--- Exercise description ---
Count the lines in the records below that contain the string "stripe", with case counting, and give only the number.

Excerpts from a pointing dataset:
* START *

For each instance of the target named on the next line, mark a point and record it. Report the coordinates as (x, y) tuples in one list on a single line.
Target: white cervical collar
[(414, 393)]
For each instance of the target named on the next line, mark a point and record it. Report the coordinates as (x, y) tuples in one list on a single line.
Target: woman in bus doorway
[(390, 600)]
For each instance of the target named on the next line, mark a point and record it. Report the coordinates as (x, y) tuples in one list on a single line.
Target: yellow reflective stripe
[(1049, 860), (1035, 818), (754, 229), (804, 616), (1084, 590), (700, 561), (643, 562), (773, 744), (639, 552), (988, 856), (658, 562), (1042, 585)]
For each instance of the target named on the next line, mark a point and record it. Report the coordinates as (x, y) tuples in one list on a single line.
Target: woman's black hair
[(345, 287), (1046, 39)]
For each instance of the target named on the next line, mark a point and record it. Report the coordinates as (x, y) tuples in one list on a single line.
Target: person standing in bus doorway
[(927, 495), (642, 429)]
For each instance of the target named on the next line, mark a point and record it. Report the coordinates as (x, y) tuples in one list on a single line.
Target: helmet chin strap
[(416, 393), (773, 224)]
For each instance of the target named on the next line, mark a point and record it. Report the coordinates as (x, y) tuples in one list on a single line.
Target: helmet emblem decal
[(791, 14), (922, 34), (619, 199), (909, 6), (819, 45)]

* END *
* START *

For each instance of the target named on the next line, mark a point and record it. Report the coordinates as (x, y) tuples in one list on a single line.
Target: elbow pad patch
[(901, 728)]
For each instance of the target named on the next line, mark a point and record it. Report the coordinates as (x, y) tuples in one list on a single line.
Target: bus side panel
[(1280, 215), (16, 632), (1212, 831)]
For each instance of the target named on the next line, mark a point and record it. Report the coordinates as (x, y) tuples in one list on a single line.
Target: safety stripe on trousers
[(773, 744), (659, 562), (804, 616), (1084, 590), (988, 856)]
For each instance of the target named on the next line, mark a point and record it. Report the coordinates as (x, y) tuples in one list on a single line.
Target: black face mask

* END *

--- Exercise output ---
2